Print the blog text verbatim from "We drink just" to "some fascinating answers.".

# start of SOURCE EXTRACT

Tea For Two

Did you hear about the guy who went blind, drinking tea??  He forgot to take the spoon out of the cup.  😉

The wife and I watch a couple of English cop series on the Brit Box channel.  Wherever British detectives go to interview people, they request, or are offered, tea.  Anything from a cracked-mug ‘cuppa’ at the marina welding shop, to silver-service, delicate Royal Doulton china, with scones and clotted cream, and crust-removed cucumber sandwich triangles, at the manor.

British cops must have bladders as big as the Chinese spy-balloons that the Americans recently shot down.  I don’t know how any mystery ever gets solved, with the amount of time that they spend drinking tea with suspects.  According to these videos, the British have tea-trucks, the way western Americans have taco trucks.

I drank tea when I was younger.  As a good Scottish woman, my mother would boil water for tea before she put a roast in the oven for supper and started peeling potatoes.  By the time it came to drink it, you could tap-dance across the surface, and you couldn’t leave even stainless steel spoons in it too long before the tannic and other acids put some extra iron in your diet.

Rivergirl recently published a post about her husband’s latest quirk of drinking green tea.  Green tea is good for you.  It’s full of anti-oxidants.  It just has all the dash and body of No-Name facial tissue.  Most green tea tastes like a summer rain fell on a new-mowed lawn.  Her hubby managed to find a special (read – far more expensive) brand of green tea at the commissary, that promised ‘more character.’  It tastes like there was a grass fire before the lawn was mowed and the warm rain fell on it.

We drink just over two liters/quarts of iced tea/sweet tea per day.  I make it up and refrigerate it in a plastic pitcher, using a powdered lemon/tea mix.  I use enough to make 1 ½ quarts, and add two cups of green tea that has steeped for 12 to 24 hours.  It dilutes the sugar content and adds health benefits, while disguising the lack of taste.

I’m glad I finally got this post about tea finished.  I gotta go pee.  I’ll be back soon.  Feel free to pour yourself a cup of tea from the pot.  It’s Salada Orange Pekoe – which is a black tea that bewilders British ex-pats.  And don’t get me started on chai.  😕

How Close To Death Were You?

The Quora website offers a bunch of interesting questions – and some fascinating answers.

Almost every one of us has had at least one time in their life when they narrowly escaped Death, unless they were raised like The Boy in the Bubble, or as a marshmallow, in a bag with other marshmallows – and even marshmallows are constantly under threat of being made into Rice Krispy Squares.

One would think that any brush with Death would be overt, obvious, noticeable, and memorable!  The big truck that ran the red light, and whistled by, inches from your car’s nose, instead of into your door, is unforgettable.  Certainly the time that my own cousin pushed me into eight feet of water before I could swim, as a joke, and then had to dive in and drag me out, has not been forgotten.  The time my brother put a hole in a wall, a foot from my head, with a shotgun, is still fresh in my memory.

# end of SOURCE EXTRACT
# start of EXTRACTED MATERIAL

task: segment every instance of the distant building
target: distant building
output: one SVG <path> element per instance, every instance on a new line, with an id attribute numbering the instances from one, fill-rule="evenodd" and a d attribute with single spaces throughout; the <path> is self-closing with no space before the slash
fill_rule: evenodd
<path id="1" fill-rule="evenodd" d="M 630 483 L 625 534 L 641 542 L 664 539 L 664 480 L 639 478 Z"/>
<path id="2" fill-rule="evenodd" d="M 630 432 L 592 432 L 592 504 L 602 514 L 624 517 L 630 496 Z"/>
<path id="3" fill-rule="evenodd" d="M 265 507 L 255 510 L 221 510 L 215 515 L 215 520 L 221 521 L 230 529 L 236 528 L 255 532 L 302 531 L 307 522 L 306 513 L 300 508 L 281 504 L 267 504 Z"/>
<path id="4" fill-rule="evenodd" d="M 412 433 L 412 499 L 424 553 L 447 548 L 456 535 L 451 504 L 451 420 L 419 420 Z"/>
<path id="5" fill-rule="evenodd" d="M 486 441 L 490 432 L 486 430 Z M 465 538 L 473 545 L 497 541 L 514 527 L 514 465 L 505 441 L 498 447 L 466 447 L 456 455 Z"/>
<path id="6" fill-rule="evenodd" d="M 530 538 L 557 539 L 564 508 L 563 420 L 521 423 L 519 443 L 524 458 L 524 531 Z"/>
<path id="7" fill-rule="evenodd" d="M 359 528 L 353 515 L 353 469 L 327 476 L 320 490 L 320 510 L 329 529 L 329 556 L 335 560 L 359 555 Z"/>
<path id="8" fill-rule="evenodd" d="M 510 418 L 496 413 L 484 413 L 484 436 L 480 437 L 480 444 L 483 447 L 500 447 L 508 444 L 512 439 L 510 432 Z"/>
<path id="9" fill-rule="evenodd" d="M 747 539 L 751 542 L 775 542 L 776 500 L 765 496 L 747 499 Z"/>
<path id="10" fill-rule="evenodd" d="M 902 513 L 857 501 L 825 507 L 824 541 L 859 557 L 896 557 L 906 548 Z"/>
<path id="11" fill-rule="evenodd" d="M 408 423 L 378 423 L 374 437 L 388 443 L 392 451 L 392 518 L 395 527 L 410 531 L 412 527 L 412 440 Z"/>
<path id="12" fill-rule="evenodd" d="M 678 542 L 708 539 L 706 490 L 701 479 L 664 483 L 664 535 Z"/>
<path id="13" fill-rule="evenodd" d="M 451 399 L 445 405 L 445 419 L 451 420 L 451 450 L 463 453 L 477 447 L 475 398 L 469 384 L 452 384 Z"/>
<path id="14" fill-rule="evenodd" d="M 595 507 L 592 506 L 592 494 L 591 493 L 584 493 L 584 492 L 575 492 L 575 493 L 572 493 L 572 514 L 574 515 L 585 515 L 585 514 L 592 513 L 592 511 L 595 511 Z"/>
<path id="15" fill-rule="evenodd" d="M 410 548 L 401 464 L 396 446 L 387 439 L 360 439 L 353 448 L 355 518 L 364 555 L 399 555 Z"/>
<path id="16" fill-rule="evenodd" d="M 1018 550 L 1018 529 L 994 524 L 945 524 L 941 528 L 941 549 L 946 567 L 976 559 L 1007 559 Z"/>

# end of EXTRACTED MATERIAL

SOLUTION TO THIS TASK
We drink just over two liters/quarts of iced tea/sweet tea per day.  I make it up and refrigerate it in a plastic pitcher, using a powdered lemon/tea mix.  I use enough to make 1 ½ quarts, and add two cups of green tea that has steeped for 12 to 24 hours.  It dilutes the sugar content and adds health benefits, while disguising the lack of taste.

I’m glad I finally got this post about tea finished.  I gotta go pee.  I’ll be back soon.  Feel free to pour yourself a cup of tea from the pot.  It’s Salada Orange Pekoe – which is a black tea that bewilders British ex-pats.  And don’t get me started on chai.  😕

How Close To Death Were You?

The Quora website offers a bunch of interesting questions – and some fascinating answers.